Reproduce the article below on Dr. Monique Scott's lecture about perceptions of evolution word for word, in full.

## Document text
────────────────────

Scientific Storytelling Lecture by Dr. Monique Scott Explores Perceptions of Evolution

Editor’s note: This article was initially published in The Daily Gazette, Swarthmore’s online, daily newspaper founded in Fall 1996. As of Fall 2018, the DG has merged with The Phoenix. See the about page to read more about the DG.

 

At the beginning of her lecture in Kohlberg’s Scheuer room last Wednesday afternoon, Dr. Monique Scott recalled eavesdropping on a conversation between a mother and her young son in front of a Homo erectus exhibit at the American Museum of Natural History. Gazing at the ape-like features of early man, the boy asked his mother, “Why don’t we look like that anymore?”  To which his mother replied, “Because we left Africa.”

“Pause for effect,” said Dr. Scott, after sharing her anecdote.

In her talk, titled “Scientific Storytelling: Race, Evolution and Identity in the Natural History Museum,” Dr. Scott spoke of the research she performed for her new book Evolution in the Museum: Envisioning African Origins, which dissects Kenyan, British and American perceptions of human evolution in museum exhibits. She also discussed the intellectual path she took to this area of interest. For Dr. Scott, understanding the relationship between human history exhibits and the cultural influences different visitors bring to the museum is crucial to understanding how society as a whole understands its origins.

“What happens when museum visitors encounter this provocative representation of human origin in museums?” asked Dr. Scott. “What tools do they use to understand them? How do they bring these tools to the museum?” Both the history of perceptions of human origin and contemporary culture are “fundamental to how museum visitors understand human origin exhibits,” said Dr. Scott, as this “cross pollination between museums and other forms of culturation” leads visitors to construct their own narratives of human history.

────────────────────

## Raw records
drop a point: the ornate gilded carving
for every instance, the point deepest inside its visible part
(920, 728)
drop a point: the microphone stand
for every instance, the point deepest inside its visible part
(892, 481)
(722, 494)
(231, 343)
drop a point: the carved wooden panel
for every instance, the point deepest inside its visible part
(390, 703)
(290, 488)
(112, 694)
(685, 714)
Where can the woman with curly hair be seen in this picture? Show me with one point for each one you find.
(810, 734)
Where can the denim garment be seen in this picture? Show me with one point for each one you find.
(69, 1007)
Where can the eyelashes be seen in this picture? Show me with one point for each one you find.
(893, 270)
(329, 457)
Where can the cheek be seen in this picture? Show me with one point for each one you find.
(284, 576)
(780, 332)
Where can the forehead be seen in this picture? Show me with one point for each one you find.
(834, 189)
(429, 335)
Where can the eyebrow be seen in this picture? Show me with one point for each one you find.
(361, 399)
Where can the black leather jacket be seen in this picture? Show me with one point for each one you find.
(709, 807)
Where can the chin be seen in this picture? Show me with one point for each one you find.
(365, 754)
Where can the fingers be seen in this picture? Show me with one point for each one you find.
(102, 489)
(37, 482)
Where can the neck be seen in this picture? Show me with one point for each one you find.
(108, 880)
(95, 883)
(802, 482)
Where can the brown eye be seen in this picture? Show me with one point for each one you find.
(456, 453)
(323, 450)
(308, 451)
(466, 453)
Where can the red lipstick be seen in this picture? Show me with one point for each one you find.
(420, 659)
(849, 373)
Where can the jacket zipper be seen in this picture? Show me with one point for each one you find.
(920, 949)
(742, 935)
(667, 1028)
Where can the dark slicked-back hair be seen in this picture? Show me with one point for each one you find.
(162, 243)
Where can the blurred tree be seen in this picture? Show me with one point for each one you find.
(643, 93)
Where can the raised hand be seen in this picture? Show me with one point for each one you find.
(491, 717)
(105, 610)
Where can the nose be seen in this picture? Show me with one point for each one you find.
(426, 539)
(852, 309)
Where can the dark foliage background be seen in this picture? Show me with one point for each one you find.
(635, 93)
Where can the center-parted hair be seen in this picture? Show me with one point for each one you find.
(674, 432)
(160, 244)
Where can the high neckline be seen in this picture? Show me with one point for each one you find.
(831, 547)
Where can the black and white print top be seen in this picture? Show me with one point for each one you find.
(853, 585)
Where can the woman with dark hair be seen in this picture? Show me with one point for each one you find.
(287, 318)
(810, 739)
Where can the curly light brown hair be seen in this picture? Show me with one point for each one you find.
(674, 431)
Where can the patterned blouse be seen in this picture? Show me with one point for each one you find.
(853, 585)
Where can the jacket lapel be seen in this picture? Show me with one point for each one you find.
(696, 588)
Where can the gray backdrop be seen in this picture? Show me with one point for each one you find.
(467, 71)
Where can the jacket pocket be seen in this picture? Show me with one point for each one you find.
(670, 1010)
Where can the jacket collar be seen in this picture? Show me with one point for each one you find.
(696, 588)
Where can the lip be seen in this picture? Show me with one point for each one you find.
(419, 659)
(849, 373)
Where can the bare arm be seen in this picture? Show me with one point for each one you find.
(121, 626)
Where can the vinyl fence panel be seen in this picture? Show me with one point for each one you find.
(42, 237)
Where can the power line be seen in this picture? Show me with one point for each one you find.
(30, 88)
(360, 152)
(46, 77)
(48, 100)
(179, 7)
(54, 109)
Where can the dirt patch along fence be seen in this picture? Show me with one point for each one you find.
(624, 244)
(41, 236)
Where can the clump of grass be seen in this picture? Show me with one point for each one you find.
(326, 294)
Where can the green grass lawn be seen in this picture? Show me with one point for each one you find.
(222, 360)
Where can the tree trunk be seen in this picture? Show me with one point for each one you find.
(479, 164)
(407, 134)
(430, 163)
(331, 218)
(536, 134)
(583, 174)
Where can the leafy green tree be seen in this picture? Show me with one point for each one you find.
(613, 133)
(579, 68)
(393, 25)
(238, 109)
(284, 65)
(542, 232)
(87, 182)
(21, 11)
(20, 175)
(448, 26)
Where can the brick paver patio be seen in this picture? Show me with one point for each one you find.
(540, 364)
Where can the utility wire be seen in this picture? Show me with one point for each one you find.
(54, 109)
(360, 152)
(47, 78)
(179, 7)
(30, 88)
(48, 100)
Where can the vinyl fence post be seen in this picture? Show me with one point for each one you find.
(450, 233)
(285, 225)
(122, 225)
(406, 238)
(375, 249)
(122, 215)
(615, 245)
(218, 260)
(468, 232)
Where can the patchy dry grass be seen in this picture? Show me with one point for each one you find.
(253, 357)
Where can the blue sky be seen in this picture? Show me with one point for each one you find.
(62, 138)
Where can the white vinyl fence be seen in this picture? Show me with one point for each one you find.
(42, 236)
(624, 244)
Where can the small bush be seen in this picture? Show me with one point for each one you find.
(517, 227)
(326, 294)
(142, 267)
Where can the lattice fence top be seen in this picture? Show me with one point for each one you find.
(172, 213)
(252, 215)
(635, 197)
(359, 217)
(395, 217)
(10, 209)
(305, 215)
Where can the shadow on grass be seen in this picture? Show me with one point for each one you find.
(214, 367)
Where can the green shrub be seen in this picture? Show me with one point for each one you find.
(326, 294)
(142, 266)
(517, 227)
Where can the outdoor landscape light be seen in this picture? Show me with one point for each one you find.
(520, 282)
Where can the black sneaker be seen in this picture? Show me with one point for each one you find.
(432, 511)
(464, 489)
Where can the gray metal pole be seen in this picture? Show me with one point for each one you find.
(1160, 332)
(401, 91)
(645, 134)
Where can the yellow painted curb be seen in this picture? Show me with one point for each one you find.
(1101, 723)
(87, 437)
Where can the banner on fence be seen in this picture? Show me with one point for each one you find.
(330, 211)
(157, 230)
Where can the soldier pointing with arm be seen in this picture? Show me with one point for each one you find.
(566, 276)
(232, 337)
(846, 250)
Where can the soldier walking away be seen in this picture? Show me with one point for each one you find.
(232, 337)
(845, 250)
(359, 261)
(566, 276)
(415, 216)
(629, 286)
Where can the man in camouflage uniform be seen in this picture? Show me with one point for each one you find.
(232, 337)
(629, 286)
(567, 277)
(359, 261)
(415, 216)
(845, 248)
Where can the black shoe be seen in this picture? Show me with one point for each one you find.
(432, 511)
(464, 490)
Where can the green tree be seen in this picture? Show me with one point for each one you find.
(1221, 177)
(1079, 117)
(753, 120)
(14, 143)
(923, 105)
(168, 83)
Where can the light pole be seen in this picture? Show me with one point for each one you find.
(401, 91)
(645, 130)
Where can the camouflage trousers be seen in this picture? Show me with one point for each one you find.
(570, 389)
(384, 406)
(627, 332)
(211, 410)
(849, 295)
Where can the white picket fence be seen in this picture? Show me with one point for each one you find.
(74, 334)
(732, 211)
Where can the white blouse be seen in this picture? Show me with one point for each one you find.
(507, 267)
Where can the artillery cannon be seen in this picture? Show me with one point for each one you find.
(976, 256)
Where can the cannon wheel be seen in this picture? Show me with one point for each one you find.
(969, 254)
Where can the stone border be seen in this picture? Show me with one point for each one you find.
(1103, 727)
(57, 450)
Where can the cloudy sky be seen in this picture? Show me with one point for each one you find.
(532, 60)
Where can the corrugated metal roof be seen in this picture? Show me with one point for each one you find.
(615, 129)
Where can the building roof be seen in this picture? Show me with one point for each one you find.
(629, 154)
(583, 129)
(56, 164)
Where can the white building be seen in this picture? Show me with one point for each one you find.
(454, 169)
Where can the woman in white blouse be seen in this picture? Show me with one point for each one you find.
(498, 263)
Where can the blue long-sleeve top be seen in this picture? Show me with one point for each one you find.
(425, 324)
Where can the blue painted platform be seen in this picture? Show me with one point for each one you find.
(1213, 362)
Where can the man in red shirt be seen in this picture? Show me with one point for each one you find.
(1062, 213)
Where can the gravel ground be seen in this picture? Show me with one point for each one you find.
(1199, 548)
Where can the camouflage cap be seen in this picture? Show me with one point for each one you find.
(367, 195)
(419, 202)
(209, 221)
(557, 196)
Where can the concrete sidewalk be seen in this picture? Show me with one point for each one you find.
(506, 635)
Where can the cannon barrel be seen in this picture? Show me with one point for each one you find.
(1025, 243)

────────────────────

## Result of this exercise
Scientific Storytelling Lecture by Dr. Monique Scott Explores Perceptions of Evolution

Editor’s note: This article was initially published in The Daily Gazette, Swarthmore’s online, daily newspaper founded in Fall 1996. As of Fall 2018, the DG has merged with The Phoenix. See the about page to read more about the DG.

 

At the beginning of her lecture in Kohlberg’s Scheuer room last Wednesday afternoon, Dr. Monique Scott recalled eavesdropping on a conversation between a mother and her young son in front of a Homo erectus exhibit at the American Museum of Natural History. Gazing at the ape-like features of early man, the boy asked his mother, “Why don’t we look like that anymore?”  To which his mother replied, “Because we left Africa.”

“Pause for effect,” said Dr. Scott, after sharing her anecdote.

In her talk, titled “Scientific Storytelling: Race, Evolution and Identity in the Natural History Museum,” Dr. Scott spoke of the research she performed for her new book Evolution in the Museum: Envisioning African Origins, which dissects Kenyan, British and American perceptions of human evolution in museum exhibits. She also discussed the intellectual path she took to this area of interest. For Dr. Scott, understanding the relationship between human history exhibits and the cultural influences different visitors bring to the museum is crucial to understanding how society as a whole understands its origins.

“What happens when museum visitors encounter this provocative representation of human origin in museums?” asked Dr. Scott. “What tools do they use to understand them? How do they bring these tools to the museum?” Both the history of perceptions of human origin and contemporary culture are “fundamental to how museum visitors understand human origin exhibits,” said Dr. Scott, as this “cross pollination between museums and other forms of culturation” leads visitors to construct their own narratives of human history.